DOCUMENTO FUENTE:
━━━━━━━━━━━━━━━━━━━━━━━━━━━━━━
Nos quedamos maravillados por la multiplicación de los panes de cebada
que hizo Jesús, alimentando a cinco mil hombres. ¡Gracias a que compartimos
nuestros cinco panes y dos pescados! ¡Si no, no hubiera habido milagro, ni
alegría ni sobreabundancia!
¿Qué queremos: el pan de cebada que alimenta nuestro cuerpo solamente, o
también el pan del cielo, la eucaristía, que alimenta nuestra alma?
En el desierto falta todo... En el desierto, el pueblo de Israel -y
nosotros con él- aprende a experimentar la condición de “pobre”, de “necesitado
de todo”, especialmente del auxilio de Dios. Dios quiso probar a su pueblo,
para ver qué clase de pan le pedía: el de cebada o el del cielo.
¿Qué queremos: el pan de cebada que alimenta nuestro cuerpo solamente, o
también el pan del cielo, la eucaristía, que alimenta nuestra alma?
Los judíos de ese entonces, por lo visto, sólo querían el pan de cebada.
Y se escandalizaron del otro pan, el pan que alimentaría su espíritu, y que
Jesús les estaba prometiendo.
Nosotros hoy, cristianos del siglo XXI, ¿vivimos más interesados del pan
de cebada o del pan del cielo?
Está claro que en este desierto de la vida necesitamos comer, como
aquellos israelitas, a quienes Moisés sacó de Egipto y caminaron por el
desierto. Durante esa travesía también comieron y alimentaron su cuerpo, por la
bondad de Dios.
Pero Dios quiso probar a su pueblo, para ver qué clase de pan le pedía:
el de cebada o también el del cielo. Y les dio el maná del cielo, y les supo a
nada, a poco, sin sustancia, sin sabor. Quería sólo el pan de cebada.
━━━━━━━━━━━━━━━━━━━━━━━━━━━━━━
Entradas de señalamiento y etiquetado:
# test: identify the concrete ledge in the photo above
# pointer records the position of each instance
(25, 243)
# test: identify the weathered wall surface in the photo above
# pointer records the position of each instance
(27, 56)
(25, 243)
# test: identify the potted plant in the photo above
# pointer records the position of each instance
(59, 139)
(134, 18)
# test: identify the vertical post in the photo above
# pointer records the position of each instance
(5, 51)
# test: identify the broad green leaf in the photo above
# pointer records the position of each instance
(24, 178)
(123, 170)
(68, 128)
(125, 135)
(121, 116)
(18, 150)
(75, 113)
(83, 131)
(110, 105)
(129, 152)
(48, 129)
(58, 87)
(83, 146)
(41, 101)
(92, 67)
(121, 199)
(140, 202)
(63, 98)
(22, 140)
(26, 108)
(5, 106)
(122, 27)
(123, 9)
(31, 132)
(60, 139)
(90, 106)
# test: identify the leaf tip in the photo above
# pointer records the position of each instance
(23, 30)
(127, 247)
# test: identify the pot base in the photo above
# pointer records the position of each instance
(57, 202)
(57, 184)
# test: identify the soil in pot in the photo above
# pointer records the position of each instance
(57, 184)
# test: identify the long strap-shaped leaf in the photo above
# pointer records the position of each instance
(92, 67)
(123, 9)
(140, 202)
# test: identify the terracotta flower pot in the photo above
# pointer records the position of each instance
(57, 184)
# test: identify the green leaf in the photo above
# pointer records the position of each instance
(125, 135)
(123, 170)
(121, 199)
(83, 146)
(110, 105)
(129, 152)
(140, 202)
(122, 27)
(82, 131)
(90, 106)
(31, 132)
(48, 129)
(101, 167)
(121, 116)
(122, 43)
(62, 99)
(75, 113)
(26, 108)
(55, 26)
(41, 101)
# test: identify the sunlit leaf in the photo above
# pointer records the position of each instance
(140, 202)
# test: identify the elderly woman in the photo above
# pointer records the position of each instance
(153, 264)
━━━━━━━━━━━━━━━━━━━━━━━━━━━━━━
CONSIGNA 1:
Responda estas preguntas sobre el texto del pan de cebada:
(a) ¿A cuántos hombres alimentó Jesús con la multiplicación de los panes?
(b) Según el texto, ¿qué alimenta el pan del cielo, la eucaristía?
(c) ¿Quién sacó de Egipto a los israelitas?
CONSIGNA 2: Resuma en dos oraciones el texto del pan de cebada.
Las filas no intervienen en este ejercicio.

RESPUESTA DESARROLLADA 1:
(a) A cinco mil hombres.
(b) Nuestra alma.
(c) Moisés.

RESPUESTA DESARROLLADA 2: El texto recuerda que Jesús multiplicó los panes de cebada para alimentar a cinco mil hombres. Pregunta si queremos solo el pan que alimenta el cuerpo o también el pan del cielo, la eucaristía, que alimenta el alma, y explica que Dios probó a su pueblo en el desierto para ver qué pan le pedía, mientras que los judíos de entonces solo querían el pan de cebada y se escandalizaron del pan que Jesús les prometía.